Texte source -

Sans carte de séjour il est difficile de travailler.
Sans carte de séjour, il est impossible de récupérer de l’argent via les agences de transfert.
Sans carte de séjour il est impossible de faire une demande de visa.
Sans carte de séjour, impossible d’accéder à des services de base comme internet ou un compte bancaire.
La liste est très longue, grâce à Dieu nous avons heureusement le souffle de vie gratuit.
Tu es soumis au stress au quotidien et à des dépressions silencieuses successives. Condamné à survivre au lieu de vivre pleinement et poursuivre simplement ses objectifs.
Selon vous, quelles sont les réformes urgentes à entreprendre pour faciliter l’accueil et le séjour des migrants ?
Soyons clair, je ne dis pas qu’il faille brader au premier venu tout ce qu’il faut pour l’accueil. Mais au moins s’inspirer de comment sont accueillis les Marocains à l’étranger, que ce soit au Sénégal, en Côte d’ivoire, au Congo au Gabon… Il y a une certaine hospitalité vis-à -vis de tous les étrangers, bien que tout ne soit pas parfait non plus.
Mais c’est clair qu’au vu de la situation actuelle, tout le monde devrait mettre la main à la pâte, même à un petit niveau, pour contribuer à la relance de l’économie; tout le monde , y compris les forces vives étrangères résidant au Maroc. Pourquoi se passer d’une partie de la population et se refermer sur soi ? Nous payons tous des taxes au même titre que les locaux, nous louons des appartements 2 à 3 fois leur prix, nous achetons et consommons local, nous investissons…
Chaque année, c’est un vrai parcours du combattant, obligé de s’en remettre à la foi pour ne pas affronter une énième complication administrative. Administrativement, les choses se sont encore plus compliquées cette année. Tout est fait pour nous mettre à la porte, j’ai l’impression.
Un exemple palpable : il est désormais interdit aux étrangers d’effectuer des paiements en ligne ou des transferts d’argent sans compte bancaire. Les répercussions sont énormes. Un souci de devise certes, mais pourquoi sacrifier une partie de la population, à savoir les étrangers ?

Extraits de données -
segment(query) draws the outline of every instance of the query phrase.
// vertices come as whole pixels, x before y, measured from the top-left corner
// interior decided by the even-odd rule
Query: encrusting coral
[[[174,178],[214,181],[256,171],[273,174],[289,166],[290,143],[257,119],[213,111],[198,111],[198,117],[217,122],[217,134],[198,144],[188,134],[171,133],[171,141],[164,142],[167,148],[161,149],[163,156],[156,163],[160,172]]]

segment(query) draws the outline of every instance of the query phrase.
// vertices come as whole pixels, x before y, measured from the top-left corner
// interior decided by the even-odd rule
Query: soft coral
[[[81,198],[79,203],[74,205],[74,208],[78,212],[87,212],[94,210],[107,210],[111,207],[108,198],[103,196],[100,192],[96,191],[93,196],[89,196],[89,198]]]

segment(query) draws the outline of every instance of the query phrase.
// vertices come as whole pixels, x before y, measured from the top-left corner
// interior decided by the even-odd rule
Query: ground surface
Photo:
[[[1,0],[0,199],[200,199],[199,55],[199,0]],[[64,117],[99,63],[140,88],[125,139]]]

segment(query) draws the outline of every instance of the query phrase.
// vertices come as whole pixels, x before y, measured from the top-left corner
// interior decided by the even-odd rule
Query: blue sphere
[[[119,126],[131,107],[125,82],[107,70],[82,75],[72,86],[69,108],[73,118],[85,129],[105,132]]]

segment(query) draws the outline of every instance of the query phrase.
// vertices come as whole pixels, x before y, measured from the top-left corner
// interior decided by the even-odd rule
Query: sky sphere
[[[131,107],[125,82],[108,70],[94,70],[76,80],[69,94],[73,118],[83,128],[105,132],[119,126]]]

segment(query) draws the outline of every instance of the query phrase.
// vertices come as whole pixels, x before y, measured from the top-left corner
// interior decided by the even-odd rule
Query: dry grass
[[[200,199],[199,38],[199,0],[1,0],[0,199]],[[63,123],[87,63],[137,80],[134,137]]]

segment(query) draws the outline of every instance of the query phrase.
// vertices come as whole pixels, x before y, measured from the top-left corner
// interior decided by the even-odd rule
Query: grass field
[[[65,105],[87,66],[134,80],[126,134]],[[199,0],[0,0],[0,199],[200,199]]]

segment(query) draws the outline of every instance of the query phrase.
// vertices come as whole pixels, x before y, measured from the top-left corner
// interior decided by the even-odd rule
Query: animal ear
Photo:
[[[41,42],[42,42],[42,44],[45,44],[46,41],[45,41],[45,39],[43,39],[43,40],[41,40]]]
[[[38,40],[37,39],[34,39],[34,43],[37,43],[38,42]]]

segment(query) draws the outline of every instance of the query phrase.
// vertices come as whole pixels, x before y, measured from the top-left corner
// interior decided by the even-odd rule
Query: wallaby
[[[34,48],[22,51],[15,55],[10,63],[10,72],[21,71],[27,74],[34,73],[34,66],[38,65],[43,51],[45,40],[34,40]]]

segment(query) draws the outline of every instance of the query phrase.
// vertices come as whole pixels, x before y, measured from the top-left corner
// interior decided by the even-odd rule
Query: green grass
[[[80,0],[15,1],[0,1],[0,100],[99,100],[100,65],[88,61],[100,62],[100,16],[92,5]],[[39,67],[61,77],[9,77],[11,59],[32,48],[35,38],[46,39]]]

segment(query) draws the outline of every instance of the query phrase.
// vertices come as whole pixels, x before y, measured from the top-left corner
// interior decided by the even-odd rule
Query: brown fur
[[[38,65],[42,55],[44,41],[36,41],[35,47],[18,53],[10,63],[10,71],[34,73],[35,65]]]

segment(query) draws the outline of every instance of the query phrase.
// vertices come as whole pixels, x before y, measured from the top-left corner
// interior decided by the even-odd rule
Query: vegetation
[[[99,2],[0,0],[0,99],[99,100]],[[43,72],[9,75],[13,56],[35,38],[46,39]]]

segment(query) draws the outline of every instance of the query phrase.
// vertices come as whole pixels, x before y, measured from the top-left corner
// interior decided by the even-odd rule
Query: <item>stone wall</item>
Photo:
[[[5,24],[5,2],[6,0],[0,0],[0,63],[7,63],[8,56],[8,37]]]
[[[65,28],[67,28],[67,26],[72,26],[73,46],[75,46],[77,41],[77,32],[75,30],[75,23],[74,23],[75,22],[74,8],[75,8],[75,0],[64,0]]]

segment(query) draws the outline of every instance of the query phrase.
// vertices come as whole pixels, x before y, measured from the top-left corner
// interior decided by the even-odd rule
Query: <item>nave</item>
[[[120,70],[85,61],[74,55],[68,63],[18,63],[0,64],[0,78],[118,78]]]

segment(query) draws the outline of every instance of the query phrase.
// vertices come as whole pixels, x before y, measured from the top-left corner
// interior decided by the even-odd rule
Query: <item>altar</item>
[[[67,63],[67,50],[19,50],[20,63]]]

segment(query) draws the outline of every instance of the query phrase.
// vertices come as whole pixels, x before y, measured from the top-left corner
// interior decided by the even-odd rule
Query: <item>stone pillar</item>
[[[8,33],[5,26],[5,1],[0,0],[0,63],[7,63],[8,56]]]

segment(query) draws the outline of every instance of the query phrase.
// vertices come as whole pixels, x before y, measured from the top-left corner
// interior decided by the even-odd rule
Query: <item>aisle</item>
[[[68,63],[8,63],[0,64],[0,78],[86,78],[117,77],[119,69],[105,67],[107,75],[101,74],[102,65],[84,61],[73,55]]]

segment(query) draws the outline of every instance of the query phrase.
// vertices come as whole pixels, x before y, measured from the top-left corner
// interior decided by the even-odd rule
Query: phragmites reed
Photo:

Tâches demandées -
- a) Recopiez le passage du texte sur la carte de séjour qui commence par les mots contenant « Sans carte de séjour il est impossible » et se termine par « un compte bancaire. ».
- b) Rédigez la suite du texte sur la carte de séjour en partant de sa dernière phrase.

Réponses aux exercices -
- a)
Sans carte de séjour il est impossible de faire une demande de visa.
Sans carte de séjour, impossible d’accéder à des services de base comme internet ou un compte bancaire.

- b)
De mon point de vue, assouplir les réglementations en vigueur concernant les étrangers reviendrait à favoriser le trafic, les entrées et surtout les sorties. Il y a quelques années par exemple sous l’impulsion de Sa Majesté le Roi Mohammed VI, il y a eu une opération (dite grâce royale) qui consistait à simplifier la régulariser des étrangers en situation irrégulière. Suite à cela il y a eu une vague de personnes qui ont pu enfin quitter le territoire marocain, certains ont pu travailler et mettre leurs compétences à profit, certains étrangers ont pu créer leur entreprise, que ce soit des secteurs des services, la restauration ou l’import-export.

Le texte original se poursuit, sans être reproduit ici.